Work to complete:
The answer is a stretch of the material below, returned exactly: the line containing "headlight visible in the photograph above.", the line containing "tree visible in the photograph above.", and all lines between.

Provided records:
-*-*-

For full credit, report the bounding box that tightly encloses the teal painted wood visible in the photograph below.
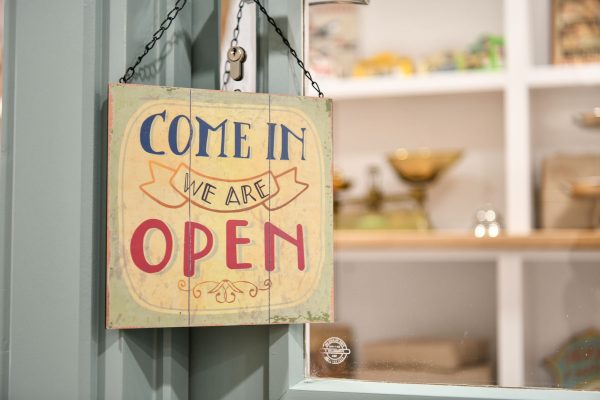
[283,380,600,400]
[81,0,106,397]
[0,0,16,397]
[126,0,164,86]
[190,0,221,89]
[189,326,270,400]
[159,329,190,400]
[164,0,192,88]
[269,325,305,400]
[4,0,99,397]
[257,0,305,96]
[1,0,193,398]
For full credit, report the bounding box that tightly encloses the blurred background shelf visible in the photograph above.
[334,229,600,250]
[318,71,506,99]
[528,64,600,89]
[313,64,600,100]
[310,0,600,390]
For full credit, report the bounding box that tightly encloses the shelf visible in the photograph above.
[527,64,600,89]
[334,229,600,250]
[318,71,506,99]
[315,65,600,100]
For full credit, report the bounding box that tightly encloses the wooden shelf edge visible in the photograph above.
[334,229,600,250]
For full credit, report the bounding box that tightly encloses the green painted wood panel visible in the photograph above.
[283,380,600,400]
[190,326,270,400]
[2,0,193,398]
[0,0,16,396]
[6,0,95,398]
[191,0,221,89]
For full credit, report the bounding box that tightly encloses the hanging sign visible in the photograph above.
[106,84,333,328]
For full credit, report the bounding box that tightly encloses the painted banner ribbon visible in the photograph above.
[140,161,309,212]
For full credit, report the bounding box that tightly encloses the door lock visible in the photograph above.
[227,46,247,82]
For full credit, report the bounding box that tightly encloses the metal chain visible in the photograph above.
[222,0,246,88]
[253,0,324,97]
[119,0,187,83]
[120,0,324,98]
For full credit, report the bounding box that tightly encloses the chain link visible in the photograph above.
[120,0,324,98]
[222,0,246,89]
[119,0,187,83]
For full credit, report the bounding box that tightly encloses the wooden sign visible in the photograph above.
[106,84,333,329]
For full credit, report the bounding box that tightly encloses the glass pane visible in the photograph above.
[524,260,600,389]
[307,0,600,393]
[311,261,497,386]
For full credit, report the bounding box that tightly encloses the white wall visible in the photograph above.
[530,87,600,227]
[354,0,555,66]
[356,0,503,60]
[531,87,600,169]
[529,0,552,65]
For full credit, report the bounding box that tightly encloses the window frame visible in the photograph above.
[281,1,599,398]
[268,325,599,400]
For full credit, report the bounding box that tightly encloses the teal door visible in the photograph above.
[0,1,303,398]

-*-*-

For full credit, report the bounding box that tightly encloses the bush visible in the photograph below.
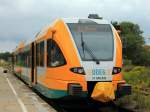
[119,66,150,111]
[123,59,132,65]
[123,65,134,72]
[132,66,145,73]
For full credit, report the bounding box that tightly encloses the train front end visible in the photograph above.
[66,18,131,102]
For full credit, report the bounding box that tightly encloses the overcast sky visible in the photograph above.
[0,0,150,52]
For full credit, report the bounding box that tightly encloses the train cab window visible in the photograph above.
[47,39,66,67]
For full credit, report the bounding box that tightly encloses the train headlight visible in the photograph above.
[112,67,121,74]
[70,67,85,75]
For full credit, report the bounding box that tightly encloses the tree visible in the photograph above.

-*-*-

Response below:
For full credit, report the bounding box that tightly encloses the train headlight visible in the photograph above.
[112,67,121,74]
[70,67,85,75]
For full credit, report the bounding box that tightly encloses the tree visible in the photograph above.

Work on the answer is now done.